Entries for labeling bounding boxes
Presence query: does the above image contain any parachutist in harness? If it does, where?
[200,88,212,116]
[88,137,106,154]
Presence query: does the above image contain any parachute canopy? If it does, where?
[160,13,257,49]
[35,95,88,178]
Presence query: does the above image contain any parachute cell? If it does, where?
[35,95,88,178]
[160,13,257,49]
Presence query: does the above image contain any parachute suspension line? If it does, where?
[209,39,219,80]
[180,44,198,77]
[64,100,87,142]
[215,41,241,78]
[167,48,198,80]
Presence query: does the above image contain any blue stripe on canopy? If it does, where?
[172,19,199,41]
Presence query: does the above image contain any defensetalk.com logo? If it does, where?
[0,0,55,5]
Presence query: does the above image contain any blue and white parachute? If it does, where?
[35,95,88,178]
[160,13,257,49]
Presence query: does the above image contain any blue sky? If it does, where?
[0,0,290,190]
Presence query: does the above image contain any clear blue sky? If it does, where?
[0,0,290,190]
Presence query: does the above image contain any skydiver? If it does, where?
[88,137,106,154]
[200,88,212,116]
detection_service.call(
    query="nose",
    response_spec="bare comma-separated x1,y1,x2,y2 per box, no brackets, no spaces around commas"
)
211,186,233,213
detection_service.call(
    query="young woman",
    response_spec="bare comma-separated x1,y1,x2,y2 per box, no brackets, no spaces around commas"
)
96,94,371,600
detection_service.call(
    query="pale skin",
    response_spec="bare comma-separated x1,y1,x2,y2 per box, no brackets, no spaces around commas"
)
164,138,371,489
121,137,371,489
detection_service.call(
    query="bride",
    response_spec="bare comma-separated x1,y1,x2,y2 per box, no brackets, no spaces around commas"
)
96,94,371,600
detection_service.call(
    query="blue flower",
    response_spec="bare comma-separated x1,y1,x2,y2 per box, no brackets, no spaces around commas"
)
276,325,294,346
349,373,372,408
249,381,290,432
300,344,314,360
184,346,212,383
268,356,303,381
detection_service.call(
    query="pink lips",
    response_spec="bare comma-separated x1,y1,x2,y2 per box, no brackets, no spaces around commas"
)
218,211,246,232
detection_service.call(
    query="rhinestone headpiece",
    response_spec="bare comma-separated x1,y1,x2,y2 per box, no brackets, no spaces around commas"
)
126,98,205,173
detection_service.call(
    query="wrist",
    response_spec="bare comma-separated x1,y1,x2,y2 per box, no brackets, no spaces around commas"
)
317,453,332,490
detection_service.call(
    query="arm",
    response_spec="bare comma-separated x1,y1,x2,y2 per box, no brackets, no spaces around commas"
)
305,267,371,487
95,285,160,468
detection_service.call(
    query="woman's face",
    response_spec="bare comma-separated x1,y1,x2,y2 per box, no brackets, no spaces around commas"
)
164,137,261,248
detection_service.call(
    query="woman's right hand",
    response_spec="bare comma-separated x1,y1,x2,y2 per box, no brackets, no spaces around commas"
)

#### [YOUR INSTRUCTIONS]
Copy word for word the lines of the data above, from the line with "Presence query: does the above image contain any clear" through the line with "218,211,246,232", including both.

#### [EXPECTED OUTPUT]
Presence query: does the above image contain any clear blue sky? If it does, where?
[0,0,290,190]
Presence query: does the above image contain any skydiver? If it does, where?
[88,137,106,154]
[200,88,212,116]
detection_service.call(
    query="nose",
    response_spec="bare comma-separated x1,y1,x2,y2 per box, no brackets, no spaces around commas"
)
211,186,233,213
detection_service.call(
    query="young woman",
    response_spec="bare comma-separated x1,y1,x2,y2 per box, no brackets, no spaces around commas"
)
96,94,371,600
detection_service.call(
    query="pale skin",
    response_spec="bare comma-separated x1,y1,x2,y2 per box, no brackets, no spaces around commas"
)
164,138,371,489
121,137,371,489
detection_service.call(
    query="bride",
    response_spec="bare comma-separated x1,y1,x2,y2 per box, no brackets, no spaces around commas"
)
96,94,371,600
detection_service.call(
    query="blue flower",
    response_spec="bare comma-separated x1,y1,x2,y2 per box, no brackets, no spaces around commas"
)
276,325,294,346
349,373,372,408
249,381,290,432
300,344,314,360
184,346,212,383
268,356,303,381
detection_service.call(
    query="pink lips",
    response_spec="bare comma-separated x1,y1,x2,y2 per box, no brackets, no spaces around commas"
)
218,211,246,232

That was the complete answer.